Could you copy out the data below line for line, without any changes?

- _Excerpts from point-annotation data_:
· · · · · · ·

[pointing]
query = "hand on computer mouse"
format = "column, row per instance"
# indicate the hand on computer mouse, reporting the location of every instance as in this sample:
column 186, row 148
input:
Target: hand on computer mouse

· · · · · · ·

- _Written solution_:
[pointing]
query = "hand on computer mouse"
format = "column, row per instance"
# indicate the hand on computer mouse, reporting the location of every instance as in this sample:
column 186, row 148
input:
Target: hand on computer mouse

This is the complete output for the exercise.